__EXCERPTED PASSAGE__

<<<<

On the face of it, the court’s recording should be considered an accurate representation of the evidence presented during the
trial unless established otherwise. Furthermore, as the Respondent submits, if the defence witness gave an answer to a compound question,
the defence counsel had ample opportunity to clarify that point during re-examination. I am not satisfied that this ground has a
likelihood of success.
- Ground three relates to an error of law by failing to follow procedural law. The Appellant submits that the learned judge did not
deal with the submissions on no case to answer before the Defence case was presented. I have considered this point, and it appears
that in the court below the counsel for the Defence had made submissions on no case to answer in respect of the first count. However,
the learned Judge appeared to have proceeded to the Defence case soon after the close of the Prosecution case. Subsequently the submissions
on no case to answer in respect of the first count had been considered in the final judgment itself. The Respondent submitted that
although both parties made submissions with regard to the no case to answer and it was extraordinary for the ruling on no case to
answer to be contained in the final judgment. On that basis the Respondent conceded to this ground of appeal to have likelihood
of success.
- The first count pertains to the offence of Drinking contrary to Section 17(1)(b) and (2) of the Naoero Roads Act 2017, for which the Appellant was convicted and sentenced to six months imprisonment. It appears that standard procedure was not followed
regarding the application for a no case to answer, and the Appellant claims that the defence was prejudiced, as the Appellant was
unsure whether to defend only against count two or both counts. The Appellant has presented an arguable ground that this could have
adversely affected the conviction on the first count. The Appellant has appealed against the conviction on both counts, and although
the third ground of appeal may be arguable, I am not satisfied that it meets the higher threshold of likelihood of success for this
appeal.
- The Appellant argues that the fourth ground relates to an error of law and that he did not intentionally hit the police officer. It
was submitted that the learned judge erred in deciding that the Appellant had the ‘mens rea’ to commit the offence. The Appellant supports this argument by claiming that he was in a drunken state, as indicated by the
evidence provided by the police officers. The Respondent contends that the action was not involuntary, and that the Appellant was
fully aware of his conduct. It does not appear as a tenable ground, and I do not find this ground to have a likelihood of success.

>>>>

__EXTRACTED RECORDS__
<<<<

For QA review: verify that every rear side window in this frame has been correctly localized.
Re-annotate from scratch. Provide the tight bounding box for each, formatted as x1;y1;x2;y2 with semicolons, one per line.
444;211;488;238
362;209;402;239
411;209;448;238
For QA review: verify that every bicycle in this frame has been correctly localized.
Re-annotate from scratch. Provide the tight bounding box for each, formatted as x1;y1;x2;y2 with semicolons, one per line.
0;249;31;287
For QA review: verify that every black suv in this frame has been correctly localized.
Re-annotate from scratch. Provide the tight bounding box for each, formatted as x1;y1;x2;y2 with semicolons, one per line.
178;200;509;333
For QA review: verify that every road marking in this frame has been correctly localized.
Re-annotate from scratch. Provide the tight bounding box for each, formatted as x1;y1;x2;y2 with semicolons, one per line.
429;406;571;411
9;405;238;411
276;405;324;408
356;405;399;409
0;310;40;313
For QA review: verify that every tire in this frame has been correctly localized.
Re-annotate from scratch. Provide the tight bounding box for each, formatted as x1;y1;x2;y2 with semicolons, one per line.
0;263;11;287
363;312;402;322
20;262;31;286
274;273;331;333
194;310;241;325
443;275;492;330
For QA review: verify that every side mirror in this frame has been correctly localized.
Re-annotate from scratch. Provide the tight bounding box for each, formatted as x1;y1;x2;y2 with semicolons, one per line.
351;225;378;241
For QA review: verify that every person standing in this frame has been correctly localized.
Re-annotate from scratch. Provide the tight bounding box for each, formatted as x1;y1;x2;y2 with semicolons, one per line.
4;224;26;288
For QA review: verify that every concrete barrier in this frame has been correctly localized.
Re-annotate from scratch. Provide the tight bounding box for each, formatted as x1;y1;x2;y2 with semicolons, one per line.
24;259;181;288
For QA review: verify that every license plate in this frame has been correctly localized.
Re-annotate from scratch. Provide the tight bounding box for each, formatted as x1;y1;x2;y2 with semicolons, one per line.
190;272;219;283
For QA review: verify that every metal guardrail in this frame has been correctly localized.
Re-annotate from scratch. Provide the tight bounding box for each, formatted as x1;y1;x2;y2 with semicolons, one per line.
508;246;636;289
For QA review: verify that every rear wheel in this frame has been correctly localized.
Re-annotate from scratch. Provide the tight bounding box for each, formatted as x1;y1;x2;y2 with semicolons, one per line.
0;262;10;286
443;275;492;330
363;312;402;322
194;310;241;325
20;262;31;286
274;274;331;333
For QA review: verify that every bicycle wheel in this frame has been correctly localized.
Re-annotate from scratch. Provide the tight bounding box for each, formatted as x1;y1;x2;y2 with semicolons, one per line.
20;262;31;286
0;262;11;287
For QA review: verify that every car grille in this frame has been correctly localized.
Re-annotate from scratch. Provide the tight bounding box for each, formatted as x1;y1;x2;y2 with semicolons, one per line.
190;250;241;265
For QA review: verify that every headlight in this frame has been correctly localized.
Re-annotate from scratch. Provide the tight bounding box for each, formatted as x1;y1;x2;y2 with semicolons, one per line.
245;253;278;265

>>>>

__COMPLETE THE FOLLOWING__
1) According to the excerpted ruling, what sentence did the Appellant receive on the first count?
2) List every ground of appeal that the excerpted ruling finds does not have a likelihood of success.

__THE RESPONSES__
1) Six months imprisonment.

2)
- The ground concerning the court's recording of the evidence, including the defence witness's answer to a compound question
- Ground three, the alleged error of law in failing to follow procedural law on the submissions of no case to answer
- The fourth ground, the alleged error of law in finding that the Appellant had the 'mens rea' to commit the offence